Rewrite all of the data below, replacing each occurrence of "nocturnal activity" with "nighttime activity" and leaving everything else unchanged.

***

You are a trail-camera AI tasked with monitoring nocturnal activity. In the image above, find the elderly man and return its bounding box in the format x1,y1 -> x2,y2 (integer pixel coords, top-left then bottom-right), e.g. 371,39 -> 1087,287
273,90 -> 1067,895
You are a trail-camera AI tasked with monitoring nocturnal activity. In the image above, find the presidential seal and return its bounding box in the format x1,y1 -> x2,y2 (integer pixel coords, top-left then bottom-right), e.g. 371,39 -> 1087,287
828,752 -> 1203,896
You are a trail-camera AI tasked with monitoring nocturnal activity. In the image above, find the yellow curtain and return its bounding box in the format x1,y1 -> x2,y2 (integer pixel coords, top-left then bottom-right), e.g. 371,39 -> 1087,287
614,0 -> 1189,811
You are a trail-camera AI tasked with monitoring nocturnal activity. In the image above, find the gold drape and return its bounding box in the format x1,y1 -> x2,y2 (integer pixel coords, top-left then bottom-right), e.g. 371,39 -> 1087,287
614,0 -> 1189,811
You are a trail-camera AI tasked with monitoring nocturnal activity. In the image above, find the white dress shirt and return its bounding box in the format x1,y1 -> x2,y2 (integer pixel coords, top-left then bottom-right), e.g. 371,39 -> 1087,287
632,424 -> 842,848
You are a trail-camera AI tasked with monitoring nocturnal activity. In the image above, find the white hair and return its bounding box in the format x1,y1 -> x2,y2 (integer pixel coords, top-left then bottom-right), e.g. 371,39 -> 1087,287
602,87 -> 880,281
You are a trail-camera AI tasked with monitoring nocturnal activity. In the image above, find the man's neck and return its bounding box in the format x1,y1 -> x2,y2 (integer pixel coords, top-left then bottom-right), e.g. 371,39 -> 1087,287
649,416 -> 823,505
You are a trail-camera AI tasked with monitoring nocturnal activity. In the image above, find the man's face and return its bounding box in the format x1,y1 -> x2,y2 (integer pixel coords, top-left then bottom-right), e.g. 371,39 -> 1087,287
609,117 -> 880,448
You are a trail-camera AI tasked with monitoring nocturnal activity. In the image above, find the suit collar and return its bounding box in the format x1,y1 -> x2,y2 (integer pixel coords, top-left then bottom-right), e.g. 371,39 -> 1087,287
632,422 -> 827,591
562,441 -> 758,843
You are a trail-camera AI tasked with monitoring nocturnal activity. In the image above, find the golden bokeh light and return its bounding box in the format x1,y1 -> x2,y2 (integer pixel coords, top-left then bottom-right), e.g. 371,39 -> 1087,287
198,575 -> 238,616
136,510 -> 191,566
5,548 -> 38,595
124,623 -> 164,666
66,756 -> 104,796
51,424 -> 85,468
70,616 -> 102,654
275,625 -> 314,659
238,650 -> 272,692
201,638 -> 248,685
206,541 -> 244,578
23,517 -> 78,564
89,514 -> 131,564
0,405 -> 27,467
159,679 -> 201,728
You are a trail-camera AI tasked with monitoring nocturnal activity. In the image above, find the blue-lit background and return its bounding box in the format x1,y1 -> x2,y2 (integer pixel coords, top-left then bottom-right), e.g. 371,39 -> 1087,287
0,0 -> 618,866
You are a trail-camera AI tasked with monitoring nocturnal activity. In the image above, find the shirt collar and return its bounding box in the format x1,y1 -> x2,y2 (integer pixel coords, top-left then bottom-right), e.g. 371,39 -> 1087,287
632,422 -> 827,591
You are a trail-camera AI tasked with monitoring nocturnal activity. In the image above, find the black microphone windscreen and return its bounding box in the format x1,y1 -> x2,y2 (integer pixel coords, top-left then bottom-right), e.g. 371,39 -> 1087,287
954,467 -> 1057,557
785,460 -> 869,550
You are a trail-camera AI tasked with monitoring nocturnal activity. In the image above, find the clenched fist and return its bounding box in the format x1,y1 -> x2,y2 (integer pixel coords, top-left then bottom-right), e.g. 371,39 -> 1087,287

***

Complete output:
You are a trail-camera AI tasked with monitoring nighttime activity. In the image above, find the elderly man and return its bounding box in the format x1,y1 -> x2,y2 (integer pixel coords, top-left then bottom-right), e.g. 371,39 -> 1087,287
273,90 -> 1067,895
You are a trail-camera AI tasked with monitoring nighttime activity. In the image above, find the presidential seal and return its bounding box in the format x1,y1 -> x2,y2 (integer pixel coords, top-left then bottom-right), e.g. 371,39 -> 1087,287
828,752 -> 1203,896
You are a trail-camera AI tasked with monitoring nighttime activity. In the image above, find the yellow curtain and return its bounding box in the format x1,y1 -> x2,y2 (integer pixel coords, top-left then bottom-right), e.g. 371,39 -> 1087,287
614,0 -> 1189,811
You are a trail-camera AI tasked with monitoring nighttime activity. In the image above, find the gold drape and return its bounding box in the format x1,y1 -> x2,y2 (integer pixel coords, top-left then bottom-right), e.g. 371,39 -> 1087,287
614,0 -> 1189,811
You are a trail-camera AI tasked with monitoring nighttime activity. In the image above, find the white dress shirt and return its bounding box in the format x1,y1 -> x2,y2 (integer pixel coords, top-left then bottom-right), e.g. 371,39 -> 1087,287
632,424 -> 842,848
You are a trail-camera AI tasked with monitoring nighttime activity. In the image above, find the white hair and return its bounding box in the format x1,y1 -> x2,y2 (integer pixel coords, top-left then bottom-right), e.g. 371,39 -> 1087,287
602,87 -> 880,281
You are a trail-camera AI tasked with monitoring nighttime activity. In the image above, find the man's neck and return its bounding box in the format x1,y1 -> x2,y2 (integer pixel coords, top-left then bottom-right), e.g. 371,39 -> 1087,287
649,416 -> 823,505
You are a trail-camera AI tasked with monitoring nighttime activity. In the image above, find the man's face and return its bounding box in the format x1,y1 -> x2,y2 (integer pixel coords, top-left then bottom-right), e.g. 371,39 -> 1087,287
609,117 -> 880,448
You are a trail-camera AI tasked with monitoring nighttime activity. In the image above, find the suit collar and return its bounding box in the format x1,y1 -> x2,y2 (integer pixel coords, top-left then bottom-right), e.g. 371,39 -> 1087,287
632,422 -> 827,591
562,441 -> 758,843
You are a trail-camera AI tasked with monitoring nighttime activity. In the image above, find the golden bokeh light and return its bounding box in the format x1,y1 -> x2,y2 (integer pixel coords, top-left then bottom-right), e.g. 371,39 -> 1087,287
198,575 -> 238,616
136,510 -> 191,566
5,548 -> 38,595
124,623 -> 164,666
66,756 -> 104,796
51,424 -> 85,468
70,616 -> 102,654
275,625 -> 314,659
238,650 -> 272,692
201,638 -> 248,685
206,541 -> 244,578
23,517 -> 78,564
89,514 -> 131,564
0,405 -> 27,467
159,679 -> 201,728
You are a trail-camera AI tasked with monitoring nighttime activity. In the image above, find the blue-lit background and return its bounding box in the format x1,y1 -> x2,y2 (integer pixel coords, top-left then bottom-right), e.g. 371,39 -> 1087,287
0,0 -> 618,866
You are a trail-camera AI tasked with monitoring nighttime activity. In the image above, find the shirt collar and return its bounding box in the format x1,y1 -> x2,y2 (integer pixel coords, top-left then bottom-right), e.g. 371,39 -> 1087,287
632,422 -> 827,591
You are a trail-camera AI tasked with monitoring nighttime activity. In the image above, find the black microphone windscreen and return its bounding box in the format x1,y1 -> x2,y2 (integer pixel coords, top-left then bottom-right), e.g. 371,39 -> 1087,287
954,467 -> 1057,557
785,460 -> 869,550
You are a trail-camera AI tasked with monitoring nighttime activity. In the image above, find the clenched fist and return its bounding box in the format x1,y1 -> x2,y2 (integer pixel coords, top-left then bottom-right), e.g. 371,39 -> 1087,287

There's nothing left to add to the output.